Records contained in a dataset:

*** Block opens ***

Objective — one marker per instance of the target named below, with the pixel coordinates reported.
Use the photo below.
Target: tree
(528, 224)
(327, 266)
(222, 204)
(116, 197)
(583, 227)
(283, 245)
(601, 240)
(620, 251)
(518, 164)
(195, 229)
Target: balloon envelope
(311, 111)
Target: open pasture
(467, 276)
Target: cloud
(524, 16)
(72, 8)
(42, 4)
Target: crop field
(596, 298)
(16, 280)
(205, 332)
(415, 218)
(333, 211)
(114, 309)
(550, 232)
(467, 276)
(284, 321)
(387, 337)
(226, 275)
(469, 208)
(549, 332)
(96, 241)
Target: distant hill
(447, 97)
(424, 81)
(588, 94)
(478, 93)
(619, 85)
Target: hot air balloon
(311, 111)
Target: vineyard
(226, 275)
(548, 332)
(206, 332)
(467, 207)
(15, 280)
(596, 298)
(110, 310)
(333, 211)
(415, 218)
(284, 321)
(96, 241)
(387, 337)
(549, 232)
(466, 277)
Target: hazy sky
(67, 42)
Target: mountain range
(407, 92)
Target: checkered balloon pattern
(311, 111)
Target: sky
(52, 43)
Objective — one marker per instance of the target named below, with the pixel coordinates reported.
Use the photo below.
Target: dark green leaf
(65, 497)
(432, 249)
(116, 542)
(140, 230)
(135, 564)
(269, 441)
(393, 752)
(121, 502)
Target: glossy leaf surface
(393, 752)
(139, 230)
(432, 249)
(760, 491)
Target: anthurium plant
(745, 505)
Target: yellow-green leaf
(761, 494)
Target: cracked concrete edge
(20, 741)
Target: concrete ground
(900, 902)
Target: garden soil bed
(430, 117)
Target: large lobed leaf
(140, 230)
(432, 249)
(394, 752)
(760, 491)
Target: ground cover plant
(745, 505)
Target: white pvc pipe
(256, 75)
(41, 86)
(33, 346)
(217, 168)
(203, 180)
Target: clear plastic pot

*** Block closes ***

◆ **Problem to solve**
All lines from the one containing "Target: anthurium plant" to the end of the records, both ends included, should be printed exactly and on their own.

◆ **Result for this exercise**
Target: anthurium plant
(745, 505)
Target: yellow-green leaf
(761, 494)
Target: cracked concrete edge
(20, 741)
Target: concrete ground
(900, 902)
Target: garden soil bed
(430, 117)
Target: large lobed leaf
(140, 230)
(432, 249)
(394, 752)
(760, 491)
Target: ground cover plant
(745, 505)
Target: white pvc pipe
(256, 75)
(41, 86)
(33, 346)
(217, 168)
(203, 180)
Target: clear plastic pot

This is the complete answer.